-- start of MATERIAL FOR THIS EXERCISE --

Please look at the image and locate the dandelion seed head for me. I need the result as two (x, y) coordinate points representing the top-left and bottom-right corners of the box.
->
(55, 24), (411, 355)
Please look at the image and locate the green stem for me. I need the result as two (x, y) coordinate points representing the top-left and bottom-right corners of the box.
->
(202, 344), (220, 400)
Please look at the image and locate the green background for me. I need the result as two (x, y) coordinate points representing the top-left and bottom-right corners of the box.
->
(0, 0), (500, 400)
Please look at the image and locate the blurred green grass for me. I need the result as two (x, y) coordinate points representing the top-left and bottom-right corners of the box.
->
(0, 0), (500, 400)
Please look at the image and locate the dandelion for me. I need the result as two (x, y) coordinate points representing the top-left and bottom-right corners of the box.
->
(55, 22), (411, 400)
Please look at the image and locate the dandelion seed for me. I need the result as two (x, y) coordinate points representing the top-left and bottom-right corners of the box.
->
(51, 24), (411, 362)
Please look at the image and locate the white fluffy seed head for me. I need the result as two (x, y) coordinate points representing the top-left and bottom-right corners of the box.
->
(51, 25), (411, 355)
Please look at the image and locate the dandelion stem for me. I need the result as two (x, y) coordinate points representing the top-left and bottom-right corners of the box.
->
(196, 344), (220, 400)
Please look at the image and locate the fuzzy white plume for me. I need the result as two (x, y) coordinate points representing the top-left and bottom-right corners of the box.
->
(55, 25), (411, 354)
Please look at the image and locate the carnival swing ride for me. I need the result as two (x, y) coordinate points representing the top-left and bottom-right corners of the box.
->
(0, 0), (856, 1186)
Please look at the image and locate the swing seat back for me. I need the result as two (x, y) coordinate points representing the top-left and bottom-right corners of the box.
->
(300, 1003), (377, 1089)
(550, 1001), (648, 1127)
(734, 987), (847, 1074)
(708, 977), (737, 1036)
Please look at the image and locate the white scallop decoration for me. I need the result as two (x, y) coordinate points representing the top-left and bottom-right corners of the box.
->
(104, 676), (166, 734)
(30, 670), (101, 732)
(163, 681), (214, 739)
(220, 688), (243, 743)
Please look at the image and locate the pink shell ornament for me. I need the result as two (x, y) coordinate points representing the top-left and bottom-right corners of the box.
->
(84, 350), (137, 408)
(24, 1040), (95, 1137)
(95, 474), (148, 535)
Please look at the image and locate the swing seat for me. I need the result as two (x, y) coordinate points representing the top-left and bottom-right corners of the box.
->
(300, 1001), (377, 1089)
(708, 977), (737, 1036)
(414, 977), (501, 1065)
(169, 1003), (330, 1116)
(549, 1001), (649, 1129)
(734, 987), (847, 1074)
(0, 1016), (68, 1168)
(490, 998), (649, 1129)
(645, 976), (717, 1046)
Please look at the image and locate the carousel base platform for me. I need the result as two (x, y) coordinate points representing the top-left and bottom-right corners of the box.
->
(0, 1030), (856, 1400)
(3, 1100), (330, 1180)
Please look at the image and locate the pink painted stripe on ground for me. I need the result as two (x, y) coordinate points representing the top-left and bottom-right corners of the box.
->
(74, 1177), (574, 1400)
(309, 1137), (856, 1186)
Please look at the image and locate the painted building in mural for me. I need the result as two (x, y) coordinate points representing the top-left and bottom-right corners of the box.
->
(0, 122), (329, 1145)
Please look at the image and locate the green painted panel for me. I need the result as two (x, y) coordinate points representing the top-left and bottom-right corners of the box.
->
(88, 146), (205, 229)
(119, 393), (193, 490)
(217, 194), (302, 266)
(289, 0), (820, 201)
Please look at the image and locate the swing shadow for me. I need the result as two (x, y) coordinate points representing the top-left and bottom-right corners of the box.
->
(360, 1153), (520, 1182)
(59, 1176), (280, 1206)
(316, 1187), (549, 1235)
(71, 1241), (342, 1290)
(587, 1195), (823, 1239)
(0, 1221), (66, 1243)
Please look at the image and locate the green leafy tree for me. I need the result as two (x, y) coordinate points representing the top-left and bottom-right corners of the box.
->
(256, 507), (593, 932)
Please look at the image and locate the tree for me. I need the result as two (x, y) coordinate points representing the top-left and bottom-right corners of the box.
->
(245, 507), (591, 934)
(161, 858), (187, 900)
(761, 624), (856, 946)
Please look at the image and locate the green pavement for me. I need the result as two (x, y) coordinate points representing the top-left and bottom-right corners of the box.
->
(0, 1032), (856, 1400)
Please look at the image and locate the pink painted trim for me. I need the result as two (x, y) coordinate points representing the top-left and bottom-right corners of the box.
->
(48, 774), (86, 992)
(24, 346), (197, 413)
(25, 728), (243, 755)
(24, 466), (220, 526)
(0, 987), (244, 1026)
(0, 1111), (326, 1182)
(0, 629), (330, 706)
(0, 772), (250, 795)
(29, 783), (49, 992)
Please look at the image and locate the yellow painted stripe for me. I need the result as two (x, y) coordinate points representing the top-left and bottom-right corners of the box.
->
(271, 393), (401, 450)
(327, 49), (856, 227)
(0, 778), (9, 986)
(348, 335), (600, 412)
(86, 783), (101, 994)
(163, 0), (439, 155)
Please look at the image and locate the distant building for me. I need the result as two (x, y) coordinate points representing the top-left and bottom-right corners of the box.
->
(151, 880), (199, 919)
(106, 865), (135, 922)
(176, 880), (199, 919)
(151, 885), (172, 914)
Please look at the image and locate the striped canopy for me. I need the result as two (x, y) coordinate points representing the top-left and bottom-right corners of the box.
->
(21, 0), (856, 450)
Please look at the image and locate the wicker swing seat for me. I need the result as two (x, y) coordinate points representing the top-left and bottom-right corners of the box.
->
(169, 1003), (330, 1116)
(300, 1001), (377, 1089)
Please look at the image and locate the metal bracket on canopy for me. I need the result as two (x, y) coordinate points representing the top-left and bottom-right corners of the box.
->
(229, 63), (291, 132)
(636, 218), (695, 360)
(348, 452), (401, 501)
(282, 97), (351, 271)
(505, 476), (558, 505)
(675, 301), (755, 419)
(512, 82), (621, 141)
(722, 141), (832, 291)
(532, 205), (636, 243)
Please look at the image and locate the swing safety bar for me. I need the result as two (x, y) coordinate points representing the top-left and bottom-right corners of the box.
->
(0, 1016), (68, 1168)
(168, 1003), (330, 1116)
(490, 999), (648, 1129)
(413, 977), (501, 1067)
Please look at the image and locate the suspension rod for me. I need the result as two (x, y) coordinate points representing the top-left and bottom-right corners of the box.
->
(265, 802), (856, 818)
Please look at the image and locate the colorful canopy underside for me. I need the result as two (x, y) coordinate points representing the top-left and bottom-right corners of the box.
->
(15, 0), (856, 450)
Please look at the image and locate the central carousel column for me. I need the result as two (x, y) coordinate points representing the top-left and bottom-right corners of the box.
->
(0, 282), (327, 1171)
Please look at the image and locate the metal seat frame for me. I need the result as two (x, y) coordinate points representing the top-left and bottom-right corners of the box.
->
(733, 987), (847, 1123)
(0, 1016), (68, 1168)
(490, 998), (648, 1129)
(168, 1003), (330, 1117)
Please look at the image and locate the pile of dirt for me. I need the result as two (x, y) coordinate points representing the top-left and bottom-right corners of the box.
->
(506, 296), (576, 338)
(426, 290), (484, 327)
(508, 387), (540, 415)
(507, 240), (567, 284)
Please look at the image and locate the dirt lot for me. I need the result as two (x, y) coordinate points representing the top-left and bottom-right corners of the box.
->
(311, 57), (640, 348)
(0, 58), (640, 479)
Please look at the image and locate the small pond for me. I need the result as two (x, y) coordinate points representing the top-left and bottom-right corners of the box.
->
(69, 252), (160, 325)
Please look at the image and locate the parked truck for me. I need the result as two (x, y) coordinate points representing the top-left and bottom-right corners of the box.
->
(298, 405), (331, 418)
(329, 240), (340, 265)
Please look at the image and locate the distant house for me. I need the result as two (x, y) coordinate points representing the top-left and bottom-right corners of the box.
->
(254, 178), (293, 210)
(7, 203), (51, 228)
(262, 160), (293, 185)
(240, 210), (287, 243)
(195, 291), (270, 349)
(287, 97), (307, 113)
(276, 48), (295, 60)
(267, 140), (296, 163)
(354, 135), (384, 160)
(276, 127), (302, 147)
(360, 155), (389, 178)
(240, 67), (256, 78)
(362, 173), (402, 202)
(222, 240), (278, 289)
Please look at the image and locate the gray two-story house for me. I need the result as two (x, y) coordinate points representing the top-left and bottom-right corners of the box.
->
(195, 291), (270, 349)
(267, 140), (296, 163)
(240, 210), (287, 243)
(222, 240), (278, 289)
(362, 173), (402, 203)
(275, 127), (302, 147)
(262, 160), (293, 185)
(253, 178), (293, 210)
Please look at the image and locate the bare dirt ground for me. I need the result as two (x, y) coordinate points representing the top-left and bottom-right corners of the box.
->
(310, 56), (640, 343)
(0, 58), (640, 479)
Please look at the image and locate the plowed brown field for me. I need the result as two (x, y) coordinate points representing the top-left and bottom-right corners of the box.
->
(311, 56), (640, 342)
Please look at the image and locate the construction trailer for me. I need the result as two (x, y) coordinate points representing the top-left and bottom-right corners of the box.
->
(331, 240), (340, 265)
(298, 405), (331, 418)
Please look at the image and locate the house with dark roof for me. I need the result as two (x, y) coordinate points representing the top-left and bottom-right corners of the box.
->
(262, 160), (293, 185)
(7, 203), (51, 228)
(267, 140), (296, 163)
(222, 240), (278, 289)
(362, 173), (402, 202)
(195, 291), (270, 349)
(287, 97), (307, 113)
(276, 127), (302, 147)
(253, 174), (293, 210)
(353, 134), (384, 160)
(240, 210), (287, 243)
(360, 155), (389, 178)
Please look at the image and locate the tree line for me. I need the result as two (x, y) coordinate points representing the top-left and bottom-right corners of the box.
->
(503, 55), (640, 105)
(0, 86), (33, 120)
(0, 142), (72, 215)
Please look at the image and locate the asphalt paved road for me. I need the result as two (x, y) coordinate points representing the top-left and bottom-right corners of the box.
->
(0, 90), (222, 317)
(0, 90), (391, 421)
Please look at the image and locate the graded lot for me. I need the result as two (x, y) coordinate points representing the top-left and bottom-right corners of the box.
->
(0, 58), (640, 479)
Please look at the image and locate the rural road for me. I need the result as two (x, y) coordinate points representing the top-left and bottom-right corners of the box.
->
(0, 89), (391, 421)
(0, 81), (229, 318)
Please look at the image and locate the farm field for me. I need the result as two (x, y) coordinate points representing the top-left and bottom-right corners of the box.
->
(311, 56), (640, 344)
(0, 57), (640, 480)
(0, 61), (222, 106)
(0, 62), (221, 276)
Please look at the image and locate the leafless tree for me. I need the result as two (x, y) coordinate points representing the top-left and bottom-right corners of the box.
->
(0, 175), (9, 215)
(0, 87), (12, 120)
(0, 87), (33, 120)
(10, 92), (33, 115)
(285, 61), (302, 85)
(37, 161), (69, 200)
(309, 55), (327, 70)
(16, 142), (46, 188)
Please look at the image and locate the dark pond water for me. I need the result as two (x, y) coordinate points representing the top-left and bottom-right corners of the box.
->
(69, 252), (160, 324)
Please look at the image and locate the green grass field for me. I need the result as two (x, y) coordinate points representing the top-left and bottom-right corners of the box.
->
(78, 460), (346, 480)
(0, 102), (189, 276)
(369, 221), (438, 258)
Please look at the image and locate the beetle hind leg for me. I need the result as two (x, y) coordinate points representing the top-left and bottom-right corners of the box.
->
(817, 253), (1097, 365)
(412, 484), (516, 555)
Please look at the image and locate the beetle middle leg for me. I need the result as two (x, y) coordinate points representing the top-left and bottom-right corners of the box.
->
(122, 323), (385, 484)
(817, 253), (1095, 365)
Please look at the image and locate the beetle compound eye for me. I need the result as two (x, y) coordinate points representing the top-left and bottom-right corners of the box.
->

-- end of MATERIAL FOR THIS EXERCISE --

BRIEF: Reproduce word for word the lines from the one containing "Please look at the image and locate the tree for" through the one containing "(29, 783), (49, 992)", including both of those lines.

RESULT:
Please look at the image and locate the tree for me. I need the result as two (x, y) coordinate points representing the top-left and bottom-right corners of the box.
->
(245, 507), (591, 934)
(161, 858), (187, 900)
(761, 624), (856, 946)
Please look at the image and locate the green pavement for me. I need the result as two (x, y) coordinate points representing the top-left and bottom-right corners of the box.
->
(0, 1032), (856, 1400)
Please look at the image and locate the pink painted trim for me. I need the result as two (x, y) coordinate points representing the top-left and bottom-right corners of the box.
->
(48, 774), (86, 992)
(24, 346), (197, 413)
(25, 728), (243, 755)
(24, 466), (220, 526)
(0, 987), (244, 1026)
(0, 1111), (326, 1182)
(0, 629), (330, 706)
(0, 772), (250, 795)
(29, 783), (49, 992)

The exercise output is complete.